Reputation: 53
unsigned int tid = threadIdx.x + threadIdx.y * blockDim.x;
unsigned int warpid = tid / warpSize;
This is good for blocks with more than one dimension right?
int i = blockIdx.x * blockDim.x + threadIdx.x;
int j = blockIdx.y * blockDim.y + threadIdx.y;
int k = blockIdx.z * blockDim.z + threadIdx.z;
int tid = i + j + k;
int l = tid / warpSize;
Is that right? I know this doesn't make sense...
Upvotes: 1
Views: 1356
Reputation: 1507
To compute thread id (block unique) and respect the way how the threads are organized on GPU :
int tid = threadIdx.x +
threadIdx.y * blockDim.x +
threadIdx.z * blockDim.x * blockDim.y;
To compute warp id:
int warpid = tid / 32;
By this, threads with the same warpid
belong to the same warp.
EDIT:
As it is stated above this computation of tid
is only block unique. You can not use it to access unique index of the arrays A, B, C
. Similarly, the variable warpid
stores only block unique index of warp.
□ □ □ □ □
Required actions
a – In the CUDA warp ID thread, by what number does the reply divide the thread id to get the warp id?
b – Please continue the CUDA warp ID thread from the point where it stops.
The records that come next have nothing to do with the CUDA warp ID thread.

Data entries
□ □ □ □ □
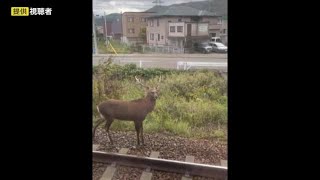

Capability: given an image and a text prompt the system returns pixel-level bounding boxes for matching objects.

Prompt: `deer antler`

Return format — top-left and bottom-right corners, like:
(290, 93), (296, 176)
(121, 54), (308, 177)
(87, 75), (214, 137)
□ □ □ □ □
Responses by task
a – 32

b –
The reason why your approach works for one dimensional blocks and grid is that the expression int i = blockIdx.x * blockDim.x + threadIdx.x;
calculates grid unique thread id and variables j
and k
equal zero.
So, computation of identifiers depends on the purpose as well as on the dimensions of blocks and grid. For example, if you want to compute global identifiers of threads to access some global memory arrays with 1D grid and 3D blocks:
int tid = threadIdx.x +
threadIdx.y * blockDim.x +
threadIdx.z * blockDim.x * blockDim.y +
blockIdx.x * blockDim.x * blockDim.y * blockDim.z; // number of threads in prior blocks
and the calculation of the warp identifier depends on the purpose (whether you are interested in global or block unique id) as well.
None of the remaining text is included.